Report every line of the records that contains the word "cloud", copying each such line in full. Case counts.

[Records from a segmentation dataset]
* * *

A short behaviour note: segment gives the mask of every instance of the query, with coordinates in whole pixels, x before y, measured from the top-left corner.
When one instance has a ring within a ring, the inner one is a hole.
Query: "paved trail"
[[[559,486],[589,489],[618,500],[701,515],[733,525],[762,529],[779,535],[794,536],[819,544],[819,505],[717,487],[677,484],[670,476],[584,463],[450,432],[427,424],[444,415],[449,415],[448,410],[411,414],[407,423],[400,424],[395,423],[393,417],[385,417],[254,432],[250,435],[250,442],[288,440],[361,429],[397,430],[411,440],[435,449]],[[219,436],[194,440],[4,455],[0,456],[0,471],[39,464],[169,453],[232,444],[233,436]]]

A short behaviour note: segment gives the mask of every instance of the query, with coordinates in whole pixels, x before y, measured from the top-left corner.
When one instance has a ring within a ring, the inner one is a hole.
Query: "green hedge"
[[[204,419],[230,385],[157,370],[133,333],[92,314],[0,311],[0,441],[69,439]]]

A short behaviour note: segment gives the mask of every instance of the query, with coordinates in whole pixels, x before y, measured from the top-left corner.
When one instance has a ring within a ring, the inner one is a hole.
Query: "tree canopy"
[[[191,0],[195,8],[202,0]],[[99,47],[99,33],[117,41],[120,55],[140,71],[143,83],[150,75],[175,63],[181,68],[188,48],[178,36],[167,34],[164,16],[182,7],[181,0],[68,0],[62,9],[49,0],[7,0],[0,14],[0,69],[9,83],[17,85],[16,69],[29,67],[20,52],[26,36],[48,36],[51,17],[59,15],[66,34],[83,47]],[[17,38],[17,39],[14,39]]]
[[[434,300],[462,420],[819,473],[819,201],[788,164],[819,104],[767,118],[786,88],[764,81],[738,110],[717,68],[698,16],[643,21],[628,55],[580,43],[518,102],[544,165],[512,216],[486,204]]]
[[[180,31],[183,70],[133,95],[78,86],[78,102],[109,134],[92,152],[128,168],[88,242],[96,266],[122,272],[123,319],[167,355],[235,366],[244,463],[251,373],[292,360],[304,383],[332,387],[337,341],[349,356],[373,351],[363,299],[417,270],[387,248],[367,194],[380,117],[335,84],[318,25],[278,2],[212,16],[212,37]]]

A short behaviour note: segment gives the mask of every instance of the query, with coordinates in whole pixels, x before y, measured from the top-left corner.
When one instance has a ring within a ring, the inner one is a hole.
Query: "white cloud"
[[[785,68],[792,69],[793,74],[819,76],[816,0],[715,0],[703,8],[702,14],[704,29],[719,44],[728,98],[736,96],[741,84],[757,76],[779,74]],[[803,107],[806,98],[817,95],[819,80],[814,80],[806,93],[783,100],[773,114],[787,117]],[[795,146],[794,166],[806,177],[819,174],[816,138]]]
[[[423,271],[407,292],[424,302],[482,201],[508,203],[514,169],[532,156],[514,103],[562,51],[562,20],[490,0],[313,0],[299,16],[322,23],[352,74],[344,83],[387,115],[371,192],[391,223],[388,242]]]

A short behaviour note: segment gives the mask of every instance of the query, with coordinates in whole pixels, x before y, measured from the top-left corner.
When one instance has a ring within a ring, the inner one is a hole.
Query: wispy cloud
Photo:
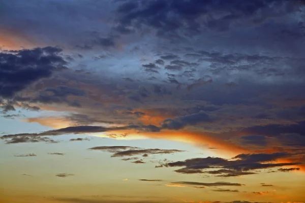
[[[17,157],[28,157],[28,156],[37,156],[37,155],[34,153],[14,155],[14,156],[16,156]]]
[[[57,177],[60,177],[60,178],[66,178],[69,176],[75,176],[75,175],[73,174],[63,173],[63,174],[57,174],[55,176],[57,176]]]

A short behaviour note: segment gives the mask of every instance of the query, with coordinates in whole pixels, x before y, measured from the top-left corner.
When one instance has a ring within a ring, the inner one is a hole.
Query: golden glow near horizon
[[[304,11],[0,1],[0,203],[305,203]]]

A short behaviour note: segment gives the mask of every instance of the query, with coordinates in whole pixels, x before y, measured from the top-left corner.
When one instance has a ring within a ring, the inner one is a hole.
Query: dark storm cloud
[[[145,25],[157,29],[160,35],[169,31],[177,32],[179,30],[187,32],[188,35],[198,34],[202,30],[224,31],[241,26],[262,24],[268,18],[285,16],[297,11],[300,6],[296,1],[285,0],[132,2],[137,6],[117,10],[120,25],[137,27]],[[217,16],[215,13],[223,15]],[[203,23],[200,20],[203,18]]]
[[[305,132],[305,121],[289,125],[268,124],[264,126],[254,126],[244,129],[243,132],[263,135],[280,135],[283,133],[298,133]]]
[[[228,182],[216,182],[215,183],[201,183],[198,182],[188,182],[188,181],[181,181],[181,182],[172,182],[173,184],[179,184],[182,185],[197,185],[197,186],[203,186],[207,187],[219,187],[219,186],[241,186],[244,185],[240,183],[232,183]]]
[[[95,147],[89,149],[105,151],[110,152],[112,153],[111,157],[131,156],[141,154],[173,154],[185,151],[176,149],[143,149],[139,147],[129,146]]]
[[[279,168],[278,171],[281,172],[289,172],[293,171],[299,171],[300,168]]]
[[[201,122],[211,122],[214,119],[204,111],[177,117],[175,119],[165,120],[162,125],[163,128],[179,129],[187,125],[195,125]]]
[[[11,138],[10,140],[6,140],[6,144],[18,144],[25,143],[45,142],[46,143],[58,143],[59,141],[55,141],[47,137],[39,136],[17,136]]]
[[[274,186],[274,185],[267,185],[267,184],[261,184],[261,186],[262,186],[262,187],[272,187],[272,186]]]
[[[55,176],[57,176],[57,177],[59,177],[59,178],[67,178],[69,176],[73,176],[74,175],[75,175],[74,174],[72,174],[63,173],[63,174],[57,174]]]
[[[68,99],[69,96],[83,97],[85,96],[85,93],[83,90],[73,87],[59,85],[55,88],[45,88],[40,91],[37,96],[17,96],[15,98],[18,101],[32,104],[40,103],[47,105],[54,103],[66,103],[71,107],[81,107],[81,105],[77,100],[69,100]]]
[[[242,143],[248,145],[266,146],[266,138],[262,135],[251,135],[242,136],[240,138]]]
[[[135,161],[132,161],[133,163],[145,163],[145,162],[143,161],[142,160],[138,160]]]
[[[158,132],[160,130],[159,128],[153,125],[128,125],[123,127],[104,127],[97,126],[77,126],[67,127],[56,130],[46,131],[38,133],[19,133],[7,134],[1,137],[2,139],[13,139],[22,137],[35,137],[41,136],[60,136],[64,134],[81,134],[86,133],[96,133],[107,132],[111,130],[118,130],[125,129],[136,129],[143,131]]]
[[[161,182],[163,181],[162,180],[159,179],[140,179],[141,181],[150,181],[150,182]]]
[[[14,156],[16,156],[17,157],[26,157],[27,156],[37,156],[37,155],[34,153],[32,154],[20,154],[19,155],[14,155]]]
[[[0,96],[12,98],[34,82],[66,69],[62,51],[46,47],[0,53]]]
[[[142,150],[127,150],[116,152],[111,156],[112,157],[121,157],[125,156],[134,156],[138,154],[173,154],[176,152],[182,152],[184,151],[173,150],[164,150],[160,149],[147,149]]]
[[[216,190],[212,190],[212,191],[213,191],[214,192],[239,192],[239,191],[238,190],[221,189],[216,189]]]
[[[167,167],[184,166],[175,170],[177,173],[192,174],[206,173],[216,176],[229,177],[256,174],[258,169],[266,169],[278,166],[294,165],[299,162],[287,162],[273,163],[270,162],[279,159],[291,157],[287,152],[277,152],[272,154],[241,154],[232,159],[218,157],[197,158],[187,159],[184,161],[176,161],[163,164]],[[213,168],[216,171],[205,171]]]
[[[50,155],[59,155],[59,156],[64,156],[65,154],[63,153],[58,153],[58,152],[49,153],[48,154],[50,154]]]
[[[72,138],[71,139],[69,140],[69,141],[71,142],[73,142],[73,141],[89,141],[90,139],[89,139],[88,138]]]

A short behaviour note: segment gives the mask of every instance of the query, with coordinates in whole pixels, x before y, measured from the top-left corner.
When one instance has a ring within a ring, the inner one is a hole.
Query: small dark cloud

* * *

→ **Response to this task**
Query: "white cloud"
Query: wispy cloud
Query: dark storm cloud
Query: small dark cloud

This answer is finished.